## [Stated exercise]
Each line below should be retyped exactly, with no pictures.

##### Provided records #####

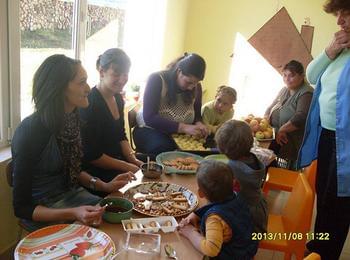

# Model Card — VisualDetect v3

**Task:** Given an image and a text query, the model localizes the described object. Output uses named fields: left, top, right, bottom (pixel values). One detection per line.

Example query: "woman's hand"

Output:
left=326, top=30, right=350, bottom=60
left=73, top=206, right=105, bottom=227
left=195, top=121, right=209, bottom=138
left=104, top=172, right=136, bottom=193
left=179, top=224, right=199, bottom=238
left=276, top=130, right=288, bottom=146
left=127, top=154, right=143, bottom=168
left=125, top=160, right=142, bottom=173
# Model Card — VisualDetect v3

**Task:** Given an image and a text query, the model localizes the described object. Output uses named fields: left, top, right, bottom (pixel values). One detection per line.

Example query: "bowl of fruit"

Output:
left=243, top=114, right=275, bottom=141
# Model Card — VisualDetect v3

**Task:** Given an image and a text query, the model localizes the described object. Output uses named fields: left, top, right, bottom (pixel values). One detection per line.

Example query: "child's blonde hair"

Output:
left=196, top=160, right=233, bottom=202
left=215, top=120, right=254, bottom=160
left=215, top=85, right=237, bottom=104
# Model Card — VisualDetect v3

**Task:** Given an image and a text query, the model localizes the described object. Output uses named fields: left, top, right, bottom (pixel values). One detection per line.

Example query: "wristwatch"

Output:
left=89, top=177, right=98, bottom=190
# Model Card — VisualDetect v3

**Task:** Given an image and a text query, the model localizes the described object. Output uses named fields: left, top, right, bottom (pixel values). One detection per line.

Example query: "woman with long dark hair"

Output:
left=133, top=53, right=208, bottom=155
left=79, top=48, right=142, bottom=195
left=12, top=55, right=131, bottom=231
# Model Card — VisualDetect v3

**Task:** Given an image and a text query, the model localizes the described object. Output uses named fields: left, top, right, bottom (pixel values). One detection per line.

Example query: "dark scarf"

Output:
left=57, top=111, right=83, bottom=186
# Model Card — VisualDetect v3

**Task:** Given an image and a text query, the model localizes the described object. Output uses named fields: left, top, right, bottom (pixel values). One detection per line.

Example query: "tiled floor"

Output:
left=254, top=190, right=350, bottom=260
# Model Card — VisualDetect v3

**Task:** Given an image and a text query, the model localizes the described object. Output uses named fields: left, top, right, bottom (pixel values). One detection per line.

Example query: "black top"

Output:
left=11, top=113, right=69, bottom=219
left=79, top=87, right=127, bottom=181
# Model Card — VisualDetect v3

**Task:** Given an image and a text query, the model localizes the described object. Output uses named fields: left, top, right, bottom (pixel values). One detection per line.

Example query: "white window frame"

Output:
left=0, top=0, right=165, bottom=148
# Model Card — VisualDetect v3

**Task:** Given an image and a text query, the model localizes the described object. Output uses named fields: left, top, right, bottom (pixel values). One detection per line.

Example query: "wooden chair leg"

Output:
left=17, top=225, right=23, bottom=243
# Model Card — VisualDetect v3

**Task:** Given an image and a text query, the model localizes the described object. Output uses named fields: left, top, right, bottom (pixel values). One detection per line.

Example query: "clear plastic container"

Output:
left=122, top=216, right=178, bottom=233
left=125, top=232, right=160, bottom=254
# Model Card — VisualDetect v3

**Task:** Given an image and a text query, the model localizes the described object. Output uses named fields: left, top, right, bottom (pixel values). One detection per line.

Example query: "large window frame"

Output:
left=0, top=0, right=166, bottom=148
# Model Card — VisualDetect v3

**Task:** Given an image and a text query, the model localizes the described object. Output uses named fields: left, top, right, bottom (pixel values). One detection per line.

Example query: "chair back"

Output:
left=304, top=253, right=321, bottom=260
left=5, top=159, right=13, bottom=187
left=282, top=173, right=314, bottom=245
left=128, top=103, right=141, bottom=150
left=304, top=160, right=317, bottom=193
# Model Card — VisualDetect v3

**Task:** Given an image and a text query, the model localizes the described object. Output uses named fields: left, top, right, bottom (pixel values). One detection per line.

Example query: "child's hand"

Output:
left=179, top=213, right=199, bottom=228
left=179, top=224, right=198, bottom=238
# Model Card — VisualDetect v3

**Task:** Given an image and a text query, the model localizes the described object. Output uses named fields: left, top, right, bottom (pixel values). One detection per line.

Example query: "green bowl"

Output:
left=100, top=197, right=134, bottom=223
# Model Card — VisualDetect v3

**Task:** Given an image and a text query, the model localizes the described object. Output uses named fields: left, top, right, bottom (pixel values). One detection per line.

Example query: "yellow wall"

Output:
left=185, top=0, right=338, bottom=100
left=161, top=0, right=189, bottom=68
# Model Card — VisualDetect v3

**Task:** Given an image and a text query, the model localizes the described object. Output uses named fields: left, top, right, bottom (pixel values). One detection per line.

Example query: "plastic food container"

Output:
left=122, top=216, right=178, bottom=233
left=125, top=232, right=160, bottom=254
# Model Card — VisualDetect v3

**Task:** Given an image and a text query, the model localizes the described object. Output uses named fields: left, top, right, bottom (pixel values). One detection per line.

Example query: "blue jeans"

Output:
left=133, top=127, right=177, bottom=156
left=21, top=187, right=102, bottom=232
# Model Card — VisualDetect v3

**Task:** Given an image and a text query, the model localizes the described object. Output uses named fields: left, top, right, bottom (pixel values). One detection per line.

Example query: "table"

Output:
left=99, top=171, right=206, bottom=260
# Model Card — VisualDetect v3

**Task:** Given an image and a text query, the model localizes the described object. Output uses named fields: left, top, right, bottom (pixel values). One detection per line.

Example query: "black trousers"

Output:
left=307, top=129, right=350, bottom=260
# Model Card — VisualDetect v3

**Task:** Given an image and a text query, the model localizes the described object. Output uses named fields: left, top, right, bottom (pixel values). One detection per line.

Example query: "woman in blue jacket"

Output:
left=299, top=0, right=350, bottom=260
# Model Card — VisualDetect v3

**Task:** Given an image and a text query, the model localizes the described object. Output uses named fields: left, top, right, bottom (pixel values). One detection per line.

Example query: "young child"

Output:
left=215, top=120, right=268, bottom=232
left=202, top=86, right=237, bottom=134
left=179, top=160, right=258, bottom=260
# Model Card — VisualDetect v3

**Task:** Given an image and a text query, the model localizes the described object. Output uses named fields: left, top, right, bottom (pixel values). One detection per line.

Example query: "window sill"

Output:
left=0, top=146, right=12, bottom=163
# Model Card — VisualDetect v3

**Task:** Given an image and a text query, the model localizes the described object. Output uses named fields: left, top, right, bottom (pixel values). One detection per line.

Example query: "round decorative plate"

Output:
left=156, top=151, right=203, bottom=174
left=124, top=182, right=198, bottom=217
left=14, top=224, right=115, bottom=259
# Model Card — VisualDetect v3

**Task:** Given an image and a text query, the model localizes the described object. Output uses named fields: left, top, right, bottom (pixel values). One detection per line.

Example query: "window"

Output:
left=19, top=0, right=74, bottom=119
left=230, top=33, right=284, bottom=119
left=0, top=0, right=166, bottom=145
left=0, top=1, right=9, bottom=146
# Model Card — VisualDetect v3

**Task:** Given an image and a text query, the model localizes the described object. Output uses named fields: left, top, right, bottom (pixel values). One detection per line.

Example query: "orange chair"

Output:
left=263, top=160, right=317, bottom=196
left=304, top=253, right=321, bottom=260
left=259, top=174, right=314, bottom=260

#####

## [Answer to the task]
# Model Card — VisualDetect v3

**Task:** Given an image and a text query, the model localizes the described object. Output uses named fields: left, top, right, bottom (pixel values). One detection per line.

Example query: "woman's hand"

Output:
left=326, top=30, right=350, bottom=60
left=73, top=206, right=105, bottom=227
left=195, top=121, right=209, bottom=138
left=104, top=172, right=136, bottom=193
left=179, top=224, right=199, bottom=238
left=276, top=130, right=288, bottom=146
left=127, top=154, right=143, bottom=168
left=125, top=160, right=142, bottom=173
# Model Card — VisualDetect v3

**Task:** Given an image and a text query, the model localizes the described object. Output uses named fields: left, top, right, bottom (pixel values). One detection per line.

Example query: "bowl of fruit"

Output:
left=243, top=114, right=275, bottom=141
# Model Card — VisualDetect v3

**Task:** Given an image and a text query, the model localizes the described object. Output uses named fields: left, top, right, bottom (pixel values). One detection per line.

Example query: "child's blonde hair"

Output:
left=196, top=160, right=233, bottom=202
left=215, top=120, right=254, bottom=160
left=215, top=85, right=237, bottom=104
# Model Card — VisualDetect v3

**Task:** Given an image and a text query, the model localizes the described object. Output uses named fields: left, top, right, bottom (pixel values). One detection per line.

Example query: "wristwatch"

Output:
left=89, top=177, right=98, bottom=190
# Model Card — VisualDetect v3

**Task:** Given an image and a text query, the model localizes the described object. Output uses named fields: left, top, right, bottom (pixel values). One detection per line.

Example query: "woman with long dark hair"

Output:
left=133, top=53, right=208, bottom=155
left=79, top=48, right=142, bottom=195
left=12, top=55, right=131, bottom=231
# Model Card — VisualDetect v3

**Task:** Given an image and a text query, the model localizes the described object. Output uses named fields: left, top, right, bottom (pixel values). One detection per line.

Example query: "dark scarf"

Output:
left=57, top=111, right=83, bottom=186
# Model Card — VisualDetect v3

**Task:** Given an image and a text query, the model localizes the described object. Output uses named fields: left, top, right, bottom (pixel values). One detection per line.

Example query: "tiled floor"

Output:
left=254, top=190, right=350, bottom=260
# Model Card — VisualDetect v3

**Task:** Given an image and a text query, the model localizes the described object. Output uses named fields: left, top, right, bottom (pixel values). One detection per line.

Example query: "black top"

Output:
left=11, top=113, right=69, bottom=219
left=79, top=87, right=127, bottom=181
# Model Card — VisualDetect v3

**Task:** Given an image and a text query, the model localizes the described object. Output uses named fields: left, top, right, bottom (pixel values). One detection per line.

Example query: "white window frame"

Output:
left=0, top=0, right=165, bottom=148
# Model Card — VisualDetect v3

**Task:** Given an image and a text query, the model localizes the described object. Output uses named fields: left, top, right, bottom (pixel values). One detection per line.

Example query: "wooden chair leg"

Output:
left=17, top=225, right=23, bottom=243
# Model Card — VisualDetect v3

**Task:** Given an image and a text query, the model localizes the described object. Output uses named fields: left, top, right, bottom (pixel values). One detection per line.

Example query: "clear plastic container"

Output:
left=122, top=216, right=178, bottom=233
left=125, top=232, right=160, bottom=254
# Model Card — VisualDetect v3

**Task:** Given an image and a text query, the model localizes the described object. Output uses named fields: left, top, right, bottom (pixel values). One detection per line.

Example query: "large window frame"

Output:
left=0, top=0, right=166, bottom=148
# Model Card — VisualDetect v3

**Task:** Given an image and a text query, the model localizes the described object. Output uses named fields: left, top, right, bottom (pixel values). One detection per line.

Example query: "chair back"

Output:
left=304, top=253, right=321, bottom=260
left=5, top=159, right=13, bottom=187
left=282, top=173, right=314, bottom=245
left=128, top=103, right=141, bottom=150
left=304, top=160, right=317, bottom=193
# Model Card — VisualDetect v3

**Task:** Given an image and a text query, the model localizes the described object. Output uses named fields: left, top, right, bottom (pixel values). One detection per line.

Example query: "child's hand"

Output:
left=179, top=213, right=199, bottom=228
left=179, top=224, right=198, bottom=238
# Model Card — VisualDetect v3

**Task:** Given an image and a text query, the model localizes the described object. Output uses named fields: left, top, right, bottom (pixel values). One detection per line.

Example query: "green bowl"

Output:
left=100, top=197, right=134, bottom=223
# Model Card — VisualDetect v3

**Task:** Given an image and a text query, the model localizes the described object. Output uses named fields: left, top, right, bottom (pixel values). One detection per line.

Example query: "yellow wall"

Output:
left=185, top=0, right=338, bottom=100
left=161, top=0, right=189, bottom=68
# Model Card — VisualDetect v3

**Task:** Given an image and a text query, the model localizes the described object. Output uses named fields: left, top, right, bottom (pixel values). One detection per line.

Example query: "plastic food container"

Output:
left=122, top=216, right=178, bottom=233
left=125, top=232, right=160, bottom=254
# Model Card — VisualDetect v3

**Task:** Given an image and a text query, the model localizes the described object. Output uses named fields: left, top, right, bottom (pixel values). One detection per line.

Example query: "blue jeans"

Output:
left=133, top=127, right=177, bottom=156
left=21, top=187, right=102, bottom=232
# Model Card — VisualDetect v3

**Task:** Given an image and a text query, the model localizes the described object. Output uses named fields: left, top, right, bottom (pixel values). One detection per line.

Example query: "table"

Output:
left=99, top=171, right=206, bottom=260
# Model Card — VisualDetect v3

**Task:** Given an image and a text query, the model localizes the described object. Output uses named fields: left, top, right, bottom (pixel values). One detection per line.

Example query: "black trousers"

Output:
left=307, top=129, right=350, bottom=260
# Model Card — VisualDetect v3

**Task:** Given an image and a text query, the model localizes the described object. Output uses named fields: left, top, right, bottom (pixel values). One detection per line.

Example query: "woman in blue jacket"

Output:
left=299, top=0, right=350, bottom=260
# Model Card — VisualDetect v3

**Task:** Given an image and a text query, the model localizes the described object. Output uses named fields: left, top, right, bottom (pixel values). One detection per line.

Example query: "young child"

Output:
left=215, top=120, right=268, bottom=232
left=202, top=86, right=237, bottom=134
left=179, top=160, right=258, bottom=260
# Model Card — VisualDetect v3

**Task:** Given an image and a text query, the model localizes the described object. Output uses named fields: left, top, right, bottom (pixel values). One detection per line.

Example query: "window sill"

Output:
left=0, top=146, right=12, bottom=163
# Model Card — VisualDetect v3

**Task:** Given an image and a text query, the model localizes the described object. Output uses named fields: left, top, right, bottom (pixel values). One detection per line.

Example query: "round decorative plate"

Output:
left=156, top=151, right=203, bottom=174
left=124, top=182, right=198, bottom=217
left=14, top=224, right=115, bottom=259
# Model Card — VisualDetect v3

**Task:** Given an image and a text query, the model localizes the described object. Output uses named fields: left, top, right, bottom (pixel values). One detection per line.

Example query: "window"

Output:
left=19, top=0, right=74, bottom=119
left=230, top=33, right=284, bottom=119
left=0, top=0, right=166, bottom=145
left=0, top=1, right=9, bottom=146
# Model Card — VisualDetect v3

**Task:** Given an image and a text query, the model localizes the described object. Output uses named fields: left, top, right, bottom (pixel values). One detection per line.

Example query: "orange chair"

Output:
left=263, top=160, right=317, bottom=196
left=304, top=253, right=321, bottom=260
left=259, top=174, right=314, bottom=260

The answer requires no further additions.